WHAT TO WORK ON ->
1. Please reproduce, word for word, the passage of the forum excerpt on astrophotography flats that runs from "Hi Vincent, thank" to "is still wrong...".
2. Write the next part of the forum excerpt on astrophotography flats, picking up right after its final sentence.

++++ EXCERPT PROVIDED ++++

I'll stop hijacking this thread and start a new one in a couple of days with my setup and some images. Thanks.
The over correcting of the lights is because this seems to be an issue in the flats themselves. I can see a brighter part around the flat there which apparently is not there when you take the lights. Therefore it corrects those too much. There should be some hardware difference that causes that lighter ring around your flats to appear.
Hi Vincent, thank you for your reply.
I have today taken some new flats using 4 layers of T shirt against my dell monitor set to white. Exposure time was 10 seconds each as opposed to 1/1000s previously and as recommended by Wouter @wvreeven above. 21 flats yielded this master flat:-
The same number of dark flats were created & used. Bias were omitted this time. Integration looks like this:
I can't really say the result is better than the first attempt. Rainbow circle is still there and the vignette correction is still wrong...

++++ LISTED ENTRIES ++++

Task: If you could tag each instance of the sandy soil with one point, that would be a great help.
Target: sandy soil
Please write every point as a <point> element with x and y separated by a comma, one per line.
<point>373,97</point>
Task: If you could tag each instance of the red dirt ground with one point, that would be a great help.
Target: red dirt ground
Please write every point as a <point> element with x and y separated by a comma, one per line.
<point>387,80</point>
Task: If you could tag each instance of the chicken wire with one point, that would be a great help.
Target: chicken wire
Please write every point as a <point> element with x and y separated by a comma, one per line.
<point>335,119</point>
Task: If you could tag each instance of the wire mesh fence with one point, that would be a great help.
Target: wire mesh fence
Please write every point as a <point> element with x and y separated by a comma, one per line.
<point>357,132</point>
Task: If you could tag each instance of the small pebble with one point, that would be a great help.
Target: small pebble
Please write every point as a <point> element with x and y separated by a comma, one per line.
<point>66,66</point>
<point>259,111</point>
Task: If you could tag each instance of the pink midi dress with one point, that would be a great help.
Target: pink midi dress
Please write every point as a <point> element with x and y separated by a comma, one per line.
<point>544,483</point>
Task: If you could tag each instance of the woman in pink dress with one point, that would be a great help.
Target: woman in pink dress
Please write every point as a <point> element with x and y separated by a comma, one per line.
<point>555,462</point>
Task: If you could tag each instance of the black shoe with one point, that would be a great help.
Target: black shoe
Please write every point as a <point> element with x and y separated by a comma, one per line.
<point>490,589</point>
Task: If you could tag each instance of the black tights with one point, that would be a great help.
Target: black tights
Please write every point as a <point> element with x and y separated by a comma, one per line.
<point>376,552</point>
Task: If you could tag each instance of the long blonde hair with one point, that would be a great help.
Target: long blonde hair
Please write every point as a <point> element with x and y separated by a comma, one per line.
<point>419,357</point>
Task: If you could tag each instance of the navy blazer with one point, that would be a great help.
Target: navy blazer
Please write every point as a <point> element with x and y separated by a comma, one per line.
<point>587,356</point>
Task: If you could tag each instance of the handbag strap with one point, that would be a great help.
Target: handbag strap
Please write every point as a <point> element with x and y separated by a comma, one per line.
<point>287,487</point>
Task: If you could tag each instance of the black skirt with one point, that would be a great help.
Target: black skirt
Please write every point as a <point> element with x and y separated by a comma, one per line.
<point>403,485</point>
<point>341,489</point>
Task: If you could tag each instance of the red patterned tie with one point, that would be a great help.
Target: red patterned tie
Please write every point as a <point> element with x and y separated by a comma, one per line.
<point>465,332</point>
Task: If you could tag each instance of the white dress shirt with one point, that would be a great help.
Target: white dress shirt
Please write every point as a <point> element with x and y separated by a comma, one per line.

++++

OUTPUTS ->
1.
Hi Vincent, thank you for your reply.
I have today taken some new flats using 4 layers of T shirt against my dell monitor set to white. Exposure time was 10 seconds each as opposed to 1/1000s previously and as recommended by Wouter @wvreeven above. 21 flats yielded this master flat:-
The same number of dark flats were created & used. Bias were omitted this time. Integration looks like this:
I can't really say the result is better than the first attempt. Rainbow circle is still there and the vignette correction is still wrong...

2.
I am wondering about trying to de-saturate the flats to see if that helps? Clearly I need to find a better light source as the monitor skews the histogram in the red channel
Regards
Stephen
Hi Stephen,
I had a similar experience where I used an iPad for my flats. That also introduced all kinds of artifacts in my stacks. This is why I recommended you to use a natural light source. No light bulbs, especially led, and no tv or computer screens. Just a white wall or towel illuminated by daylight entering the room via a window is more than enough. Place the telescope at some 30 to 50 cm from the wall or towel and take your flats.
HTH, Wouter
Thanks Wouter,
I couldn't find anything evenly illuminated by natural light and the clouds were very variable today, but I will keep trying - and looking at the histogram more closely!!
However the fact remains that the circular rainbow appears in both my old and new master flats both natural light and artificial when the background is neutralised.
Regards
Stephen
OK I have now got some flats with everything RGB in the middle of the histogram. Back later....
Ok... New integration with better flats (24 x 1 second, white wall, natural light) new dark flats also:-
Coloured ring still much in evidence.
Camera histogram for a sample flat
Master flat, neutralised BG
The coloured ring is still there 😣
Sample flat as APP sees it:
Sample flat neutralised BG, again a slight ring
and finally the highest score light frame, neutralised BG, no ring....
Any more thoughts much appreciated....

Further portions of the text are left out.